DOCUMENT TEXT:

In case that the Doppler frequency shift is not too much, the frequency modulation slope of STLFM signal can be seen as the same. Using equation (4), we will get the positive and negative frequency modulation slopes of STLFM signal, represented as $u_{1} = Δ F / t_{m}$ and $u_{2} = - u_{1} = - Δ F / t_{m}$ , respectively. For underwater acoustic communication system, the parameters of STLFM signal are taken as $f_{c} = 5 kHz$ , $Δ F = 10 kHz$ , $F_{s} = 48 kHz$ , and $t_{m} = 0.125 s$ . To analyze the STLFM signal in the FRFT domain, the results are as shown in Figure 1. It can be clearly seen from Figure 1 that the STLFM signal spectrum presents energy spikes in the FRFT plane $(u, α)$ , determined by $p_{1} = - 2 arc \cot u_{1} / π$ and $p_{2} = - 2 arc \cot u_{2} / π$ . The result can be used for joint synchronization parameter estimation.

Figure 1.

FRFT domain analysis of STLFM signal.

Synchronization parameters’ estimation of FRFT-OFDM system

It can be seen obviously that in Figure 2 the STLFM signal with a length of N_L is added as the synchronization code for FRFT-OFDM underwater acoustic communication system and the transmission is achieved by an independent subcarrier in order to achieve synchronization, The period of synchronous code is represented as $T_{L} = 2 t_{m}$ . The STLFM signal is sampled, and the synchronization sequence signal of the length of $N_{L}$ is expressed as $L_{i} (k)$ . As a result, the signal from the transmitter is composed of cyclic prefix (CP), STLFM, and the information code.

Figure 2.

Structure of sent OFDM signal.

At the receiving hydrophone end, the received signal of random selection with a long of $3 N_{s}$ can be expressed as

r_{m} (k) = r_{L_{m}} (k) + r_{c p_{m}} (k) + r_{s_{m}} (k), m = 1, 2, 3

(5)

where $r_{L} (k)$ , $r_{cp} (k)$ , and $r_{s} (k)$ denote STLFM signal, CP, and information code, respectively. Setting $D_{0}$ as the symbol timing parameter, combining equations (1) and (2), and considering subcarrier position of STLFM signal, $r_{L_{1}} (k)$ can be represented as

\begin{matrix} r_{L_{1}} (k) = \exp {j 2 π Δ f_{c} [(n - 1) N_{s} + (k - D_{0})] T_{r}} \\ \times {L_{1} (k - D_{0}) A_{- α} \exp {- j π {[\frac{(k - D_{0}) T_{r}}{N}]}^{2} \cot α} * h (k - D_{0})} \end{matrix}

(6)

DATA:
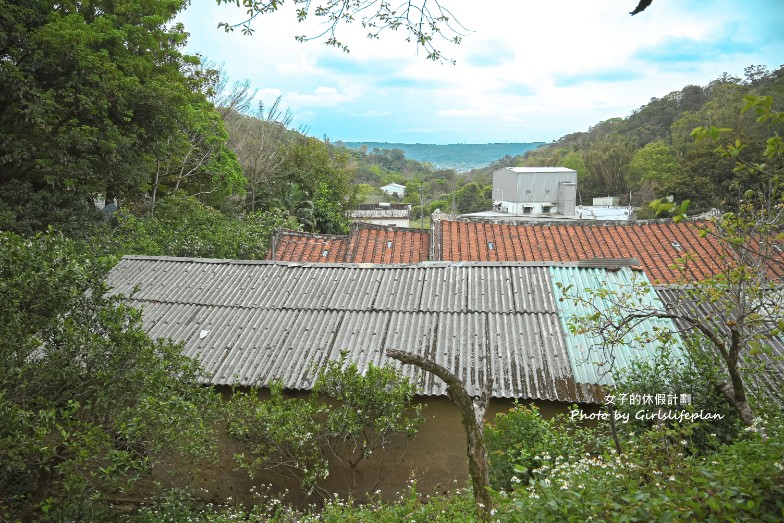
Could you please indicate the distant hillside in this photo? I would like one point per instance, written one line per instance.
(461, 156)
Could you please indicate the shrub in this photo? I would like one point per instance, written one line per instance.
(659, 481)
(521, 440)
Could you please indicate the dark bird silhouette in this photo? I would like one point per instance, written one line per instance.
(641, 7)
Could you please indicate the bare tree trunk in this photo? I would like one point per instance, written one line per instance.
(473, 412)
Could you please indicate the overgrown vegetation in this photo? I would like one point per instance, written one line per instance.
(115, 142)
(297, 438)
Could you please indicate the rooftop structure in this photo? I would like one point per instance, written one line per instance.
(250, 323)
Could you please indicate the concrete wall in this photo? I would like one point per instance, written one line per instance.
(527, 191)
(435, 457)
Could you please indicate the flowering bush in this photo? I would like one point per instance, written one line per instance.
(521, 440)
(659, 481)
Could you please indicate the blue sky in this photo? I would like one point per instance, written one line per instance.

INSTRUCTION 1:
Answer these questions from the FRFT-OFDM synchronization text:
(a) What value is given for the sampling frequency $F_{s}$?
(b) How is the period of the synchronous code expressed?
(c) What three parts make up the signal from the transmitter?
INSTRUCTION 2:
Carry on the FRFT-OFDM synchronization text from the point where it stops.

EXPECTED ANSWER 1:
(a) $F_{s} = 48 kHz$
(b) $T_{L} = 2 t_{m}$
(c) Cyclic prefix (CP), STLFM, and the information code

EXPECTED ANSWER 2:
From the analysis of section “STLFM signal features,” we analyze the STLFM signal at the P level of FRFT

\begin{matrix} F^{p_{1}} [r_{L_{1}} (k)] \\ = F^{p_{1}} {\exp {j 2 π Δ f_{c} [(n - 1) N_{s} + (k - D_{0})] T_{r}} \\ \times {L_{1} (k - D_{0}) A_{- α} \exp {- j π {[\frac{(k - D_{0}) T_{r}}{N}]}^{2} \cot α_{1}} * h (k - D_{0})}} \\ = \exp {j 2 π Δ f_{c} [(n - 1) N_{s} - D_{0}] T_{r}} \\ \times \sum_{m = 0}^{M - 1} h_{m} A_{- α} \exp {- j π {[\frac{(D_{0} + τ_{m}) T_{s}}{N - T_{s} Δ f_{s}}]}^{2} \cot α_{1}} \\ \times F^{p_{1}} {\exp {j {(k T_{L})}^{2} {- π {[\frac{T_{s}}{(N - T_{s} Δ f_{s}) T_{L}}]}^{2} \cot α_{1}}} \\ \times \exp {j 2 π (k T_{L}) [Δ f_{c} \frac{T_{r}}{T_{L}} + \frac{(D_{0} + τ_{m}) {T_{s}}^{2}}{{(N - T_{s} Δ f_{s})}^{2}} \cot α_{1}]} L_{1} [k - (D_{0} + τ_{m})]} \end{matrix}

(7)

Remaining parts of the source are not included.